:: DIRECTIONS FOR THIS TASK ::
For each line of the material below, give that line again word for word.
─── MATERIALS PROVIDED
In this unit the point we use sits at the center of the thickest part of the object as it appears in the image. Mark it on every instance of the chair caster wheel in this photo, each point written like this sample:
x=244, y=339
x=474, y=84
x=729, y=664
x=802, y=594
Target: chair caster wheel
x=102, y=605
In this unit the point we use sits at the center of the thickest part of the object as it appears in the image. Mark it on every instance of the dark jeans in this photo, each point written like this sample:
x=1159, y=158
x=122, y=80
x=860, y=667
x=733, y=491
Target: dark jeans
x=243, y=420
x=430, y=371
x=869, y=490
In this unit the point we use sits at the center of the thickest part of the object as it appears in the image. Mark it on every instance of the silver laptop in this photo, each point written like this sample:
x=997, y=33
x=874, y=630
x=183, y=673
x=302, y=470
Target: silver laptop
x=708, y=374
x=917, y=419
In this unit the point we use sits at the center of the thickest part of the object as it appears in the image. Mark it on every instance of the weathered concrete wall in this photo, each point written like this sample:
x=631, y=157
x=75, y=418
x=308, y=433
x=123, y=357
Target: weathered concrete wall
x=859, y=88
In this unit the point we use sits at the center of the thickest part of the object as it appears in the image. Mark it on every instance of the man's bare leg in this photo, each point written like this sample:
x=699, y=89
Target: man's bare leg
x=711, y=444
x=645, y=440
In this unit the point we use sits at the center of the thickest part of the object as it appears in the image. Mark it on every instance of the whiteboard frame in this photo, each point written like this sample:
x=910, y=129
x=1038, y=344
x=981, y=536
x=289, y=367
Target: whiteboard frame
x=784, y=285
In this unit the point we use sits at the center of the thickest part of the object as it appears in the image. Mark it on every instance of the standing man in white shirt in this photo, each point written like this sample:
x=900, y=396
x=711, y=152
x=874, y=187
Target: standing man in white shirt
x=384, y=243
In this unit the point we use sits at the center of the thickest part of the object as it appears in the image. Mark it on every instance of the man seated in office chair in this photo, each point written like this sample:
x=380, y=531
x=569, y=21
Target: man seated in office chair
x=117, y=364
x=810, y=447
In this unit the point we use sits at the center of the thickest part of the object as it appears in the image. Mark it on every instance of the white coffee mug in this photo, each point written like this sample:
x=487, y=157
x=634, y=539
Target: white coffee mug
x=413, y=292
──────
:: TASK RESPONSE ::
In this unit the point we use sits at the center of the thickest part of the object as it appears in the image. Mark it on every instance of the chair caster wheel in this photo, each point written like this sample:
x=244, y=339
x=474, y=84
x=729, y=664
x=802, y=594
Target: chair caster wheel
x=102, y=605
In this unit the point we use sits at the center of the thickest part of the object as it appears in the image. Mark it on every instance of the dark jeans in this photo, each point written like this sample:
x=1159, y=158
x=122, y=80
x=860, y=667
x=733, y=491
Target: dark jeans
x=243, y=420
x=430, y=371
x=869, y=490
In this unit the point we use sits at the center of the thickest part of the object as it appears in the image. Mark it on every instance of the silver laptop in this photo, each point written like this sample:
x=997, y=33
x=874, y=630
x=183, y=673
x=302, y=470
Target: silver laptop
x=708, y=374
x=917, y=419
In this unit the point we use sits at the center of the thickest part of the object as it appears in the image. Mark it on every instance of the weathered concrete wall in this photo, each point written like this sample:
x=631, y=157
x=75, y=418
x=308, y=433
x=123, y=357
Target: weathered concrete wall
x=859, y=88
In this unit the point we use sits at the center of the thickest part of the object as it appears in the image. Mark it on every instance of the man's bare leg in this photo, each point written like this sample:
x=699, y=89
Target: man's bare leg
x=711, y=444
x=645, y=440
In this unit the point we use sits at the center of the thickest part of the object as it appears in the image. Mark it on every instance of the whiteboard frame in this photo, each point written like this sample:
x=910, y=129
x=1038, y=344
x=981, y=536
x=289, y=367
Target: whiteboard frame
x=784, y=285
In this unit the point we use sits at the center of the thickest part of the object as it appears in the image. Mark it on every instance of the standing man in white shirt in this photo, each point written like this sample:
x=900, y=396
x=711, y=152
x=874, y=187
Target: standing man in white shirt
x=384, y=243
In this unit the point we use sits at the center of the thickest part of the object as it appears in the image. Mark it on every instance of the man seated in office chair in this photo, each point written like this sample:
x=380, y=531
x=569, y=21
Target: man seated in office chair
x=117, y=364
x=810, y=447
In this unit the point we use sits at the center of the thickest part of the object as it appears in the image. Mark it on every instance of the white coffee mug in this photo, each point written like this sample:
x=487, y=157
x=634, y=539
Target: white coffee mug
x=413, y=292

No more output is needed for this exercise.